Required work.
Extract every line of the records below without changing a character, and leave the pictures out.

Record list.
=-=-=

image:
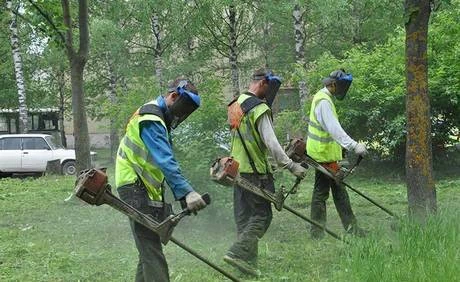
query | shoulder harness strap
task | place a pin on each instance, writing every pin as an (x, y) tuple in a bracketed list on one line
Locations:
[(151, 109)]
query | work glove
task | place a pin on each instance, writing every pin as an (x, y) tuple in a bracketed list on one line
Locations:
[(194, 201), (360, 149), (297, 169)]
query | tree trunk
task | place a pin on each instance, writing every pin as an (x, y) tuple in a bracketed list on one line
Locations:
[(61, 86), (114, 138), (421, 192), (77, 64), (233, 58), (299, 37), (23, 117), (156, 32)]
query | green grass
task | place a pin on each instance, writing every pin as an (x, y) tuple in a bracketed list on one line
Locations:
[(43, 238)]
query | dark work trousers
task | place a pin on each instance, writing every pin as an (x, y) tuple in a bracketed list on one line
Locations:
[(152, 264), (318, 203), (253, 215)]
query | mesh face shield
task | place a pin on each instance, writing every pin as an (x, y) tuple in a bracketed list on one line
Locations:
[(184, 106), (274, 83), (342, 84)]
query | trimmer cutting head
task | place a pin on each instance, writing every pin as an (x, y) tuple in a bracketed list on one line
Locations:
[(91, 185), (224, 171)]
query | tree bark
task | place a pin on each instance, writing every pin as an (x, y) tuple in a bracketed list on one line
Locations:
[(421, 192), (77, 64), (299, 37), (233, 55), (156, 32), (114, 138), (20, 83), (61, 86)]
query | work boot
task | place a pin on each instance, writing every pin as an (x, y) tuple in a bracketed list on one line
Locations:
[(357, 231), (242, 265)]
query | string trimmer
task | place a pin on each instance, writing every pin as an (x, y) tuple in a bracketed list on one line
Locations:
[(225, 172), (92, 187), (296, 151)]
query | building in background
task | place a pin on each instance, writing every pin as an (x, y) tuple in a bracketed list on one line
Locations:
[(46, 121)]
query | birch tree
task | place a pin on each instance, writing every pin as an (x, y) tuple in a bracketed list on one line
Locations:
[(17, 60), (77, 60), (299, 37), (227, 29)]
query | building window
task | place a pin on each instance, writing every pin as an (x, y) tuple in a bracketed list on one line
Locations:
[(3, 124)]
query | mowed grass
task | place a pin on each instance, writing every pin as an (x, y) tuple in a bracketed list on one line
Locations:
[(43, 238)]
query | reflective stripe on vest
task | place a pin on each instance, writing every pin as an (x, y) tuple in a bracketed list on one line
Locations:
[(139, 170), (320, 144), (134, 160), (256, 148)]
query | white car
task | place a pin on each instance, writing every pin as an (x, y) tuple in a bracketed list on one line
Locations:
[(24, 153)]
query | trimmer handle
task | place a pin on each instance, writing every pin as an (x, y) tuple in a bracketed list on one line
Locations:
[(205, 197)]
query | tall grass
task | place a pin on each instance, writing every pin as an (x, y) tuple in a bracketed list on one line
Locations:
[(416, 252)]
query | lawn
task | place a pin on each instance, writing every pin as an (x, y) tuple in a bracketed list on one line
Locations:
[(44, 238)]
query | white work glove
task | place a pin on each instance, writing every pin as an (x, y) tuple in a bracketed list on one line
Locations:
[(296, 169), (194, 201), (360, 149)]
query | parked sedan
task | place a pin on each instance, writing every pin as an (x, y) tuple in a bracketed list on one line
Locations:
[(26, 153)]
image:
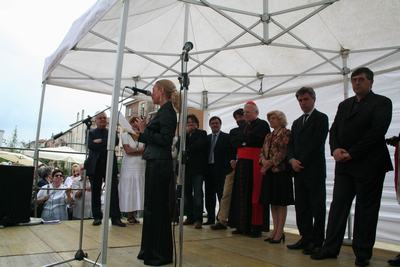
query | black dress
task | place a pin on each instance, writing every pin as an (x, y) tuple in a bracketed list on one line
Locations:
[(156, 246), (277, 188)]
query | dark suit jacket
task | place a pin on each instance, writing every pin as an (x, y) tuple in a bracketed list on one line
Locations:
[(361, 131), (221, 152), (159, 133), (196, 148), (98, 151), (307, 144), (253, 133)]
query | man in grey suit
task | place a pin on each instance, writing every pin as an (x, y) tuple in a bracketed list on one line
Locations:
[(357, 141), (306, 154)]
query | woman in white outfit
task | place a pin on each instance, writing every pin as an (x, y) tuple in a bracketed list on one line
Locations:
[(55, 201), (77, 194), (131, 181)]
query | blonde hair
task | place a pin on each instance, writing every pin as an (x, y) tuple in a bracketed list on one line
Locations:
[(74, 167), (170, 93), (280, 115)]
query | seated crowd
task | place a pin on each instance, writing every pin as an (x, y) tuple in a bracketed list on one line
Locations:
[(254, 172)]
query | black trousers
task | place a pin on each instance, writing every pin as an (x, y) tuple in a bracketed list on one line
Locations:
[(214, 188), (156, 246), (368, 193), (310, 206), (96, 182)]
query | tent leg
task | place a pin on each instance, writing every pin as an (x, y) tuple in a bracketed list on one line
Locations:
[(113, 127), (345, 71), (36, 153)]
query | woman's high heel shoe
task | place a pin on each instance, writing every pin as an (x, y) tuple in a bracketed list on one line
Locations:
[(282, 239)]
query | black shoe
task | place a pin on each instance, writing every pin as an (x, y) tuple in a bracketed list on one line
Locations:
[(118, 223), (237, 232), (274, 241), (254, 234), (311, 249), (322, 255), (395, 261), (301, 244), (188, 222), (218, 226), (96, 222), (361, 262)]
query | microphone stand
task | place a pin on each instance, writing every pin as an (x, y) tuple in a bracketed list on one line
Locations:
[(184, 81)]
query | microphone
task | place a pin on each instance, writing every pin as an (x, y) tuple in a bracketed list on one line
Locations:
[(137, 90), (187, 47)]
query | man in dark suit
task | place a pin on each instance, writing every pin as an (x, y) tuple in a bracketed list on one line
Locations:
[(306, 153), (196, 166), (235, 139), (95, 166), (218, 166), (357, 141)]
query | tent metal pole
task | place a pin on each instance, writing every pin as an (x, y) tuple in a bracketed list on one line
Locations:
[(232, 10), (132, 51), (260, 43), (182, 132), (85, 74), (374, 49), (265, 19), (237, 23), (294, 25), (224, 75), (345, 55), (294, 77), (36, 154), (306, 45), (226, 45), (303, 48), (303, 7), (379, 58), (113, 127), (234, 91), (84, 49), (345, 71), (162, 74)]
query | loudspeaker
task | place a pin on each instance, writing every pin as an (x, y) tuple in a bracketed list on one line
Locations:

=-=-=

Complete output.
image:
query | shoulder harness strap
task | place a pin on each instance, writing every pin as an (x, y) tuple in a bracketed list on one line
Locations:
[(151, 109)]
query | work glove
task | place a pin on each instance, writing every pin as an (x, y) tuple in a bracketed list on one line
Locations:
[(194, 201), (360, 149), (297, 169)]
query | tree trunk
task | place a pin on each instance, writing every pin as an (x, y) tuple in a bracketed list on one line
Locations:
[(61, 86), (114, 138), (421, 192), (77, 64), (233, 58), (299, 37), (23, 117), (156, 32)]
query | green grass
task | place a pin on each instance, writing every pin as an (x, y) tuple in a bracketed list on one line
Locations:
[(43, 238)]
query | dark work trousers
task | place a pin on each instance, writing every pin as an (x, y) tuple in a bracketed list on one line
Locations:
[(152, 264), (318, 203), (253, 215)]
query | mesh face shield
task | place a pin on each instance, writing every pin as an (x, y) tuple in a bracketed list on one line
Locations:
[(184, 106), (274, 83), (342, 84)]
query | trimmer cutting head
task | place a pin on each instance, writing every pin as an (x, y) tuple in a bracketed list on one line
Locations:
[(91, 185), (224, 171)]
query | tree bark
task | place a pin on each instance, writing every pin as an (x, y) tuple in a bracketed list on one line
Locations:
[(421, 192), (77, 64), (299, 37), (233, 55), (156, 32), (114, 138), (20, 83), (61, 86)]
query | work boot
task | place a pin on each instance, writing every pin as an (x, y) tuple in a bracketed list on one line
Locations:
[(357, 231), (242, 265)]
query | string trimmer
task | place a pin on each instance, writing every pin as an (x, y) tuple in a bracketed list on one line
Locations:
[(225, 172), (92, 187), (296, 151)]
query | building in background
task | place a pin on each instance, writing every pin as an (x, y) tuple in a bracketed list on one line
Locations:
[(46, 121)]
query | birch tree
task | place a pin on each instance, writing every pin as an (x, y) tuple in a bracketed list on one line
Locations:
[(17, 60), (77, 60), (299, 37), (227, 29)]
query | building window
task | place a pin on each instance, writing every pin as an (x, y) tuple in a bracketed list on one line
Locations:
[(3, 124)]
query | mowed grass
task | place a pin on each instance, writing every pin as an (x, y) tuple in a bracketed list on one line
Locations:
[(43, 238)]
query | reflective stripe on vest
task | place a pin on each instance, writing every pin as an (x, y) tuple in a bracketed list on one line
Locations:
[(139, 170), (320, 144), (134, 160), (256, 148)]
query | white car
task | place a pin on each instance, writing every pin as an (x, y) tuple in a bracketed list on one line
Locations:
[(24, 153)]
query | trimmer handle
task | place a pin on each instance, writing every pin as an (x, y) tuple in a bracketed list on one line
Locations:
[(205, 197)]
query | tall grass
task | place a pin on each instance, writing every pin as an (x, y) tuple in a bracketed list on one line
Locations:
[(416, 252)]
query | lawn
task | place a pin on each instance, writing every pin as an (x, y) tuple in a bracketed list on one line
Locations:
[(44, 238)]
query | white work glove
task | place a pin on each instance, writing every pin as an (x, y) tuple in a bracketed list on one line
Locations:
[(296, 169), (194, 201), (360, 149)]
query | parked sedan
task | place a pin on each instance, writing every pin as an (x, y) tuple in a bracketed list on one line
Locations:
[(26, 153)]
image:
query | black dress
task | place a pin on each instance, writing every pin as an (x, y) tuple in a bracketed list on one line
Locations:
[(156, 246), (277, 188)]
query | dark suit jacket
task | place a pin on each instance, writing every pin as an (x, y) tuple in a bracketed list on one line
Locations:
[(361, 131), (221, 152), (159, 133), (196, 148), (98, 151), (307, 144), (253, 133)]
query | man in grey suit
task | place a pin on each instance, writing every pin as an (x, y) tuple in a bracketed list on one line
Locations:
[(357, 141), (306, 154)]
query | woman in white outfit
task | place a pin on each instance, writing every pin as an (x, y) tuple in a bracketed list on one line
Locations:
[(55, 201), (77, 194), (131, 181)]
query | blonde hair
task | place a pin on each instance, writing every pin as an (x, y) tuple in a bracketed list on one line
Locations:
[(74, 167), (170, 93), (280, 115)]
query | seated crowd
task | place a pin on each instance, writing every pin as an (x, y) tuple in a bracketed list on one line
Locations:
[(254, 172)]
query | black trousers
task | place a pin on each instance, writing every pin as an (x, y) tuple in a bracketed list on one line
Locations:
[(214, 188), (156, 246), (368, 193), (310, 206), (96, 182)]
query | tent leg
task | place a pin on each instance, writing every pin as an (x, y) tuple in a bracketed list on one line
Locations:
[(113, 127), (345, 71), (36, 153)]
query | woman's high heel shoe
task | place a pin on each instance, writing every pin as an (x, y) tuple in a bracketed list on one line
Locations:
[(282, 239)]
query | black shoe
task | place a pin on each instance, writing every pin as an (x, y) tuple in a bracketed list on one line
Locations:
[(118, 223), (237, 232), (274, 241), (254, 234), (311, 249), (322, 255), (395, 261), (301, 244), (188, 222), (218, 226), (96, 222), (361, 262)]
query | microphone stand
task | place a pin on each instance, writing every pin as an (x, y) tuple in a bracketed list on one line
Locations:
[(184, 81)]
query | microphone
task | place a pin on each instance, writing every pin as an (x, y) tuple in a bracketed list on one line
Locations:
[(137, 90), (187, 47)]
query | man in dark suit
task | place a pin on each instance, writing every pin as an (x, y) tuple in a bracketed list on one line
Locations:
[(306, 153), (196, 166), (235, 139), (95, 166), (218, 166), (357, 141)]
query | tent metal pole
task | place a pin on each instance, writing every pin as an (x, y) tuple in a bracketed list on one line
Locations:
[(232, 10), (132, 51), (260, 43), (182, 132), (85, 74), (374, 49), (265, 19), (237, 23), (294, 25), (224, 75), (345, 55), (294, 77), (36, 154), (306, 45), (226, 45), (303, 48), (303, 7), (379, 58), (113, 127), (234, 91), (84, 49), (345, 71), (162, 74)]
query | loudspeaker
task | place a pin on each instance, writing every pin as an (x, y) tuple in a bracketed list on one line
Locations:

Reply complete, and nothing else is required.